▼

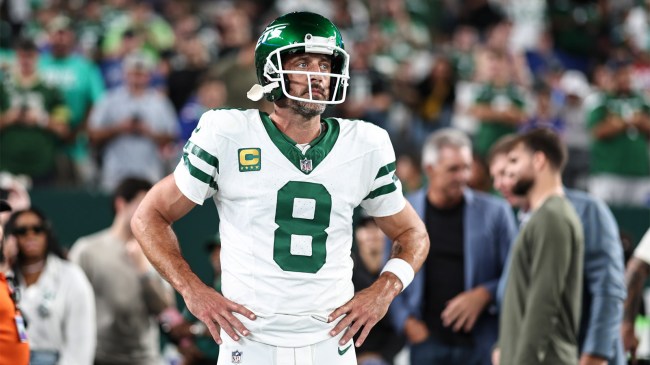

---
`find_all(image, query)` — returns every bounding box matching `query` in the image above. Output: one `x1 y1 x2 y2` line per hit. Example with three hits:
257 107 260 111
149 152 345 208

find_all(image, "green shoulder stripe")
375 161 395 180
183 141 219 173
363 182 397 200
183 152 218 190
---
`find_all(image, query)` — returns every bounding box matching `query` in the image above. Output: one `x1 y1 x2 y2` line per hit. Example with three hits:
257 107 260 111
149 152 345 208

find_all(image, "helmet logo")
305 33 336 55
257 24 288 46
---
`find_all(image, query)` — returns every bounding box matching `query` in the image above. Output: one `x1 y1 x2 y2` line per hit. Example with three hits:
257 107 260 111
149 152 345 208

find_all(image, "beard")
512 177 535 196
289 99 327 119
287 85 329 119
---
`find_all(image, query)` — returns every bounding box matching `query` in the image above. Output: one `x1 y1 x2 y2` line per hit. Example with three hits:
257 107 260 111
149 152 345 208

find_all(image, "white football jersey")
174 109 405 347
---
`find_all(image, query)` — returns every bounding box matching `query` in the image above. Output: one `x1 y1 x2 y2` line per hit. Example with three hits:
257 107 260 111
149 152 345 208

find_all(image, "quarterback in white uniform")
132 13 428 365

▲

Copy every row above character for character, and omit the picture from your copy.

---
`find_all(image, query)` — returns every bounding box matching `query` in the image above. Output: one `x1 y1 x2 y2` line per hit. Example with three hits:
257 107 260 111
149 152 345 208

find_all(image, "green shoulder stripe")
375 161 395 180
183 141 219 173
363 182 397 200
183 152 218 190
---
`find_all(image, query)` — returns every bounding box matching `query` in the image above. Output: one `x1 y1 x2 y2` line per hit. Example with three hits:
257 107 260 111
149 152 345 208

find_all(image, "helmet logo")
305 33 336 55
257 24 288 46
---
`find_all(image, query)` — returns every bounding box matching `query` in the image above. Output: one `x1 y1 x2 y2` line per hit. Example with three hits:
257 107 260 111
149 152 345 208

find_all(image, "beard")
512 177 535 196
289 99 327 119
287 85 329 119
---
`find_all(image, query)` — returns every bounding box matching `query` in the image above. Output: one `x1 y1 x2 y2` line per hit. Example with three hits:
257 107 260 111
149 152 345 208

find_all(image, "white football jersey")
174 109 405 347
---
`find_all(image, query)` — returns every bounding box matching `query` in the image above. Output: one `x1 y1 x2 y2` line per hit. Example with three hits:
257 107 260 111
149 152 345 208

find_all(image, "quarterback in white uniform")
132 13 428 365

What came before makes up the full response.